[Passage for review Boundary: Start]

Translating Reality Into Leverageable Data

Another NLP-enabled breakthrough is its ability to structure alternative data, from satellite imagery to integrated financial reports, watchdog reviews, spreadsheets or more. Whether parties come at it from a motivation to protect their investors from credit default or their underwriters from loss avoidance the expanding field of NLP offers opportunities to mitigate risk and capture opportunities far more effectively.

A particular application enabled by ClimateBERT stands out for its relevance to cross-sectoral corporate reporting and finance professionals: the Cheap Talk Index (CTi). Peer-reviewed research demonstrates that, in a corporate sustainability report, the ratio between “non-specific” commitment paragraphs over the sum of all climate commitment paragraphs, yields an accurate representation of the company’s effective climate action. The larger the CTi, the greater the correlation with a large increase in greenhouse gas emissions year on year, exposure to reputational risk, and media controversy. Meanwhile, a lower CTi is correlated with tangible positive contributions to decarbonization. This ingenious and impactful library was made open source by its creators. We’ve been very inspired by its capabilities and suggest you watch out for the next version of our interactive document intelligence for ESG solution

Beyond corporate reports, a dedicated session at the symposium elaborated on how satellite imagery is also leveraging progress in NLP to improve the accuracy of asset-level analysis and risk exposure. Spatial Finance is spearheading this by blending geospatial and finance data to deliver more granular and comparable insights into asset ownership and their socio-environmental impact. This is particularly relevant for underwriters and investors needing to fill the gaps in their asset portfolio’s risk assessments in the context of stringent regulations and stakeholder scrutiny.

[Passage for review Boundary: End]

▸ **Assigned task A**
In the passage on NLP and alternative data, what is a lower CTi correlated with?
▸ **Assigned task B**
Set down the passage on NLP and alternative data word for word, from "Beyond corporate reports, a" up to and including "and stakeholder scrutiny.".

[Extracted material Boundary: Start]

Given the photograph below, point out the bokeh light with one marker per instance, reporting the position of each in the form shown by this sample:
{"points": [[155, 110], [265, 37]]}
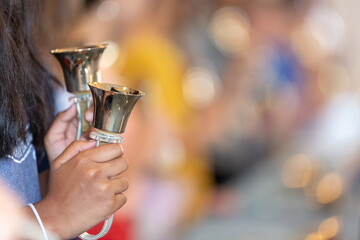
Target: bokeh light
{"points": [[108, 10], [330, 227], [110, 55], [298, 171], [229, 29], [329, 188]]}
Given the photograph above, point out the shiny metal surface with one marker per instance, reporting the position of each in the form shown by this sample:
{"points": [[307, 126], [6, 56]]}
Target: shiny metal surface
{"points": [[112, 106], [80, 66]]}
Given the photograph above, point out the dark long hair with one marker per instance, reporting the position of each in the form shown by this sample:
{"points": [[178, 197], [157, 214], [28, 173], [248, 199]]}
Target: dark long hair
{"points": [[25, 84]]}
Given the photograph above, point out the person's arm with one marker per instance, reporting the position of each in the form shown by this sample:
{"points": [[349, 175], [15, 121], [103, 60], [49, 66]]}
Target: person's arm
{"points": [[85, 187], [43, 181]]}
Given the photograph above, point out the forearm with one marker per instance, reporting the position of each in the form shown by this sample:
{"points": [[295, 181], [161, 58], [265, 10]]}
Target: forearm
{"points": [[50, 219]]}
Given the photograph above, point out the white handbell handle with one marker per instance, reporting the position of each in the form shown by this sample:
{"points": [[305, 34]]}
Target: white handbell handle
{"points": [[103, 232]]}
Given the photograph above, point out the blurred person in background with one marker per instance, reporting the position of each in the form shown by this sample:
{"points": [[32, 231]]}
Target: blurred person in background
{"points": [[67, 196]]}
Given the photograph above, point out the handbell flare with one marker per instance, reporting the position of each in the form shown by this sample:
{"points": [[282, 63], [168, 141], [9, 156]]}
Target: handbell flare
{"points": [[80, 66], [112, 106]]}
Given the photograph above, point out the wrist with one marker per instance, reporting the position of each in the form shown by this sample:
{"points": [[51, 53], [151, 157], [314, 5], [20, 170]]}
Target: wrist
{"points": [[51, 217]]}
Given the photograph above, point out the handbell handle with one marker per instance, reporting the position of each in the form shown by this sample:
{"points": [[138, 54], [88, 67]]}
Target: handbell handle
{"points": [[103, 232]]}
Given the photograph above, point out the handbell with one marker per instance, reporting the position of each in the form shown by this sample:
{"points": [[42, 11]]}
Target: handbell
{"points": [[112, 108], [80, 66]]}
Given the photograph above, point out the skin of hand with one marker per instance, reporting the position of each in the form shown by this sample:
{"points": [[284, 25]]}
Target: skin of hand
{"points": [[63, 131], [85, 188]]}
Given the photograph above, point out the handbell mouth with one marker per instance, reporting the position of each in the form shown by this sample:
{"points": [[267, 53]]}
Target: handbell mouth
{"points": [[114, 88]]}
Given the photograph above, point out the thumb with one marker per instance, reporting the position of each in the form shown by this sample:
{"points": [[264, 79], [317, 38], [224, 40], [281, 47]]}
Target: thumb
{"points": [[72, 150]]}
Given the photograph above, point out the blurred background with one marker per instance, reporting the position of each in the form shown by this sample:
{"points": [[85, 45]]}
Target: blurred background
{"points": [[250, 128]]}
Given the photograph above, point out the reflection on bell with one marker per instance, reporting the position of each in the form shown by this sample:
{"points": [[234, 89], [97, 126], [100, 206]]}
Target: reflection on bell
{"points": [[112, 106], [80, 66]]}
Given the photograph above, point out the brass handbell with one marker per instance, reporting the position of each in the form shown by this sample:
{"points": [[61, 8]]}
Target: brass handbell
{"points": [[80, 67], [112, 107]]}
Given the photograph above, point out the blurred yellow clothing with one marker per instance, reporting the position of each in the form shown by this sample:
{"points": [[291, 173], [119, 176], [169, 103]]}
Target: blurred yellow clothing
{"points": [[155, 64]]}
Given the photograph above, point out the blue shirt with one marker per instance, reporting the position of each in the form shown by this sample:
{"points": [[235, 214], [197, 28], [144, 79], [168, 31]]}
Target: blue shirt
{"points": [[19, 171]]}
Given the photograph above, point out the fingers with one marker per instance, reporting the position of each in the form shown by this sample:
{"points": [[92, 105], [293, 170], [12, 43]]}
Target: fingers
{"points": [[73, 149], [120, 200], [105, 152], [67, 115], [115, 167], [119, 185], [62, 122]]}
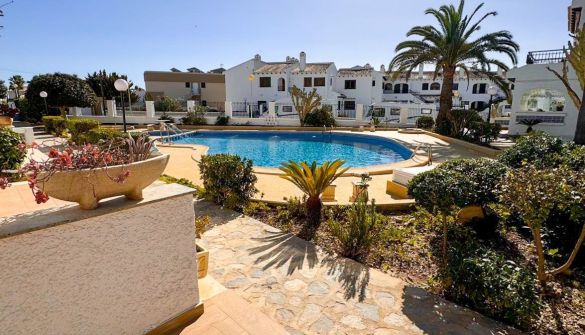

[Extracted material Boundary: End]

▸ **Your response A**
Tangible positive contributions to decarbonization.

▸ **Your response B**
Beyond corporate reports, a dedicated session at the symposium elaborated on how satellite imagery is also leveraging progress in NLP to improve the accuracy of asset-level analysis and risk exposure. Spatial Finance is spearheading this by blending geospatial and finance data to deliver more granular and comparable insights into asset ownership and their socio-environmental impact. This is particularly relevant for underwriters and investors needing to fill the gaps in their asset portfolio’s risk assessments in the context of stringent regulations and stakeholder scrutiny.